┌──

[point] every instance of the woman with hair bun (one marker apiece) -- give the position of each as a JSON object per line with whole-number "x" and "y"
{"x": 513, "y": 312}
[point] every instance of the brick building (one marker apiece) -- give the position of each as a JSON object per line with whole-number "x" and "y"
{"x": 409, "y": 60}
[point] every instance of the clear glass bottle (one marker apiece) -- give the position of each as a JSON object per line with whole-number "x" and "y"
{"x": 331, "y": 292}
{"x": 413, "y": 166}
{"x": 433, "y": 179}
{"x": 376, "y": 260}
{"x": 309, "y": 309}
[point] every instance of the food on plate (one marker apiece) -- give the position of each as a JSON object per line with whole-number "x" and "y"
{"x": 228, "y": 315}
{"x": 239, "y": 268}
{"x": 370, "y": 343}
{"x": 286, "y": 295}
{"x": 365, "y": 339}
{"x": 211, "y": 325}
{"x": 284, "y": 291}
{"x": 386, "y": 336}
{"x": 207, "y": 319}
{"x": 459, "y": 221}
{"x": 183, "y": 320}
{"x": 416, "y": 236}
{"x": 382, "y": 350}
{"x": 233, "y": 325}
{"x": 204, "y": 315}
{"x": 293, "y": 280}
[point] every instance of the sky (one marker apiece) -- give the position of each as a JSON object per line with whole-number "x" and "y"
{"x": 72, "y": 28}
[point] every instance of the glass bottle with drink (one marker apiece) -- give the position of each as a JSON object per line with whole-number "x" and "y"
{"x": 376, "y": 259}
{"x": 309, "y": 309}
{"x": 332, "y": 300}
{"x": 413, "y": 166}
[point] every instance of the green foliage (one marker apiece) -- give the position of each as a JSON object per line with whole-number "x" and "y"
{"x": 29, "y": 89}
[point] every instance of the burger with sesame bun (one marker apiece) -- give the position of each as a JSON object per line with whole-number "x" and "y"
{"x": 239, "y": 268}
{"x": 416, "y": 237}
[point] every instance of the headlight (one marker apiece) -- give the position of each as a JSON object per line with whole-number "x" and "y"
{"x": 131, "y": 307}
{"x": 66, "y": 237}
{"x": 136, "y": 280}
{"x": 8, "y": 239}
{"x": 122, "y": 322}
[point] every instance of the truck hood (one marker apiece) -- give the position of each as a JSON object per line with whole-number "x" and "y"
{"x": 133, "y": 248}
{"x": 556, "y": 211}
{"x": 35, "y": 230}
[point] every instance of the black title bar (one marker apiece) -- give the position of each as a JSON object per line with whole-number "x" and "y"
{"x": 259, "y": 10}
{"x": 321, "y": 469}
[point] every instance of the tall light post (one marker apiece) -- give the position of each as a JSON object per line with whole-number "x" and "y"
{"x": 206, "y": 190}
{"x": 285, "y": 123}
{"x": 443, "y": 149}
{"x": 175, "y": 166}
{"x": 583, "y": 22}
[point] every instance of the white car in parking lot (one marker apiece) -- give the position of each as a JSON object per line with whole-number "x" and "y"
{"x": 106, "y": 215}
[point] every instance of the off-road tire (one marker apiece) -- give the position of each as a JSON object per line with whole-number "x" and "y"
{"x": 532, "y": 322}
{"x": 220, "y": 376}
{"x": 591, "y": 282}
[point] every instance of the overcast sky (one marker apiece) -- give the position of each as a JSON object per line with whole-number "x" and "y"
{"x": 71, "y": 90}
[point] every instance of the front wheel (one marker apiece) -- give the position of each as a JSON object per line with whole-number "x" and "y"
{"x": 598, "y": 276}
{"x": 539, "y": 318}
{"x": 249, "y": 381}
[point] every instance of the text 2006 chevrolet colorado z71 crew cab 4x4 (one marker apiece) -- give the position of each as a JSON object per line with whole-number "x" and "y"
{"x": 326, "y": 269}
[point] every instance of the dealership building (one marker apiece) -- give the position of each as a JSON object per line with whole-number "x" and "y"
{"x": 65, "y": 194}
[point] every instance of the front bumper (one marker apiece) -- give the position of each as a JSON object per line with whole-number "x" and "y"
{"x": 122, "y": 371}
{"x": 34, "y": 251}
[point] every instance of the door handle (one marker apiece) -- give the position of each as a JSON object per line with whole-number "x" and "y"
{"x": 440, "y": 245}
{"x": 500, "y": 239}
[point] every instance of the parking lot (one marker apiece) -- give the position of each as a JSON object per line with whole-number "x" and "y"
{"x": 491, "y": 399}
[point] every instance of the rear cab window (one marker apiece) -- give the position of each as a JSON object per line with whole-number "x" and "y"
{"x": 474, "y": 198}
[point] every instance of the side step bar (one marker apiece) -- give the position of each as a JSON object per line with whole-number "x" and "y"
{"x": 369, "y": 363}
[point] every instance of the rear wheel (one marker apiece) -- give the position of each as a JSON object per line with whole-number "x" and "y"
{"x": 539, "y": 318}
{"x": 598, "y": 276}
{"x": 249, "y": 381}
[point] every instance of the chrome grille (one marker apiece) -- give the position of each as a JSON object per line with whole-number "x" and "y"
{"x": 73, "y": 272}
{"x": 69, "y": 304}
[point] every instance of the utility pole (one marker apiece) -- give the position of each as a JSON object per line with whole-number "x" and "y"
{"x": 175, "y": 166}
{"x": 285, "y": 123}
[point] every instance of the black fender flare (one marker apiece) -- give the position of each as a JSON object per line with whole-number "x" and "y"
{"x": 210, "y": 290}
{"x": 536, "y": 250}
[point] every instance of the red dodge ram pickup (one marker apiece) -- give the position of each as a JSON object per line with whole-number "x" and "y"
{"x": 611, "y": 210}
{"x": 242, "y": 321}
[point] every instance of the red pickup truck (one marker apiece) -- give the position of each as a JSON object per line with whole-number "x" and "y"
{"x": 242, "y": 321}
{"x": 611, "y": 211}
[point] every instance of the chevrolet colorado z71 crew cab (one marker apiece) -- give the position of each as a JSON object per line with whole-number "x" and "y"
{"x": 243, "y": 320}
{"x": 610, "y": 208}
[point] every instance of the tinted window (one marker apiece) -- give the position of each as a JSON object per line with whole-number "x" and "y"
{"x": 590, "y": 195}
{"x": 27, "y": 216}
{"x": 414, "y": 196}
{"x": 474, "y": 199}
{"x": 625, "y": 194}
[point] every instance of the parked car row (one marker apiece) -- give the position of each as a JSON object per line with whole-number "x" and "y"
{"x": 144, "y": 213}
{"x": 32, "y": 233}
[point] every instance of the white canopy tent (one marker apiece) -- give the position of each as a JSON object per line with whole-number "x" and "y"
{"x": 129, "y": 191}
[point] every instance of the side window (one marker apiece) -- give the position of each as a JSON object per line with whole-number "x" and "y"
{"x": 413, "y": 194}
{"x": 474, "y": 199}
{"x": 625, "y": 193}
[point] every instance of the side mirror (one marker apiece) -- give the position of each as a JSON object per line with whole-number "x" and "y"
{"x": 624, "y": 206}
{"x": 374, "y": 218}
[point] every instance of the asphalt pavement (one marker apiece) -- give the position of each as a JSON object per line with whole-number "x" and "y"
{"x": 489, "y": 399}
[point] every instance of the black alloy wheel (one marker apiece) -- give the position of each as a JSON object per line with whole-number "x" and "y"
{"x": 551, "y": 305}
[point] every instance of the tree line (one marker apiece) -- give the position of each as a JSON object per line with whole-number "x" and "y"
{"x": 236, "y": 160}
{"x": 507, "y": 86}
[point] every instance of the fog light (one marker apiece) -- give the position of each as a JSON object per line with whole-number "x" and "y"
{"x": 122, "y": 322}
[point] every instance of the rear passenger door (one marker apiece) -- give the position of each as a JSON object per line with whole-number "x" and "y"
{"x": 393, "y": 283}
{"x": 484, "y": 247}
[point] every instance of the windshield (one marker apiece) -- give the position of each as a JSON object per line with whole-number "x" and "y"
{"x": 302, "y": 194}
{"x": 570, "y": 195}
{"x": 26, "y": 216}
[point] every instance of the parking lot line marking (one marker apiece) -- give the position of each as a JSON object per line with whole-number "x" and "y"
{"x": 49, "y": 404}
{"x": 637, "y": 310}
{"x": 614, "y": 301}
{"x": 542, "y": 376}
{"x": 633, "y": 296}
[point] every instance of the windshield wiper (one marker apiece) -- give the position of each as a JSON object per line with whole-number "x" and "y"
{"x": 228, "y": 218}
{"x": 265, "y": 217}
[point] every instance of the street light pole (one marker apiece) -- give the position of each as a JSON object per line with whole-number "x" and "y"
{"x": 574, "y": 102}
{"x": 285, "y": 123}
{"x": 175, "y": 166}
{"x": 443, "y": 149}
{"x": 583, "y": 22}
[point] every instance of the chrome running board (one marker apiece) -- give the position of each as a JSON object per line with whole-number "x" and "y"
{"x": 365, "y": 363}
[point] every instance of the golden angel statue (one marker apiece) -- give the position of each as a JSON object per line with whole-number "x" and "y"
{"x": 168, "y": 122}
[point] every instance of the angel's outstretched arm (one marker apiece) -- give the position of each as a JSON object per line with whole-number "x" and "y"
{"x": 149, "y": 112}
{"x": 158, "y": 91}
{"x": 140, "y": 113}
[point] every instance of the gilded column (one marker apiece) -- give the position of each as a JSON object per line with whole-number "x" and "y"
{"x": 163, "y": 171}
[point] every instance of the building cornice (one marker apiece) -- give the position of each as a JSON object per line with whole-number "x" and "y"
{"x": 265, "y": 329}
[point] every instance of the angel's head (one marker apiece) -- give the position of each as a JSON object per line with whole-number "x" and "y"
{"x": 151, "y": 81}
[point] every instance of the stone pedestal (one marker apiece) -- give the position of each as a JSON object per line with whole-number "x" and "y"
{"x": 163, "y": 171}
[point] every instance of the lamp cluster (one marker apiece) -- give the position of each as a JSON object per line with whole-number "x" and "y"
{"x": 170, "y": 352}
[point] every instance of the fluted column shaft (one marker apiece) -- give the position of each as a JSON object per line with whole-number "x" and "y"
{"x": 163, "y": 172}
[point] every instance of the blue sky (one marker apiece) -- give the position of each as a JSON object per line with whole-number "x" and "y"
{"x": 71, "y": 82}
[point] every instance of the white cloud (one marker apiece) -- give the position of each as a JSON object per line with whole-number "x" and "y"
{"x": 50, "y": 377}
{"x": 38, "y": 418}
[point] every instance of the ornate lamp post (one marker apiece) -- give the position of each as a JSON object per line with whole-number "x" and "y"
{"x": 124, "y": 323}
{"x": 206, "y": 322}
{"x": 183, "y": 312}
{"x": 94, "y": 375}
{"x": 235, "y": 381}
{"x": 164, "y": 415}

└──

> _WORK TO BE COMPLETED_
Output, exactly and with no other text, the line that contains "[point] every instance of the blue" and all lines from there to the end of the records.

> _PROBLEM SOLUTION_
[point] every instance of the blue sky (one marker apiece) -- give the position of each as a JSON object per line with whole-number "x" and "y"
{"x": 71, "y": 82}
[point] every instance of the white cloud (one marker apiece) -- give the position of each as a JSON object per line with whole-number "x" and "y"
{"x": 50, "y": 377}
{"x": 38, "y": 418}
[point] every instance of the ornate lamp post (one marker apiece) -- give the position of each as a JSON object per line with whole-number "x" and "y"
{"x": 124, "y": 323}
{"x": 206, "y": 322}
{"x": 183, "y": 312}
{"x": 94, "y": 375}
{"x": 235, "y": 381}
{"x": 164, "y": 415}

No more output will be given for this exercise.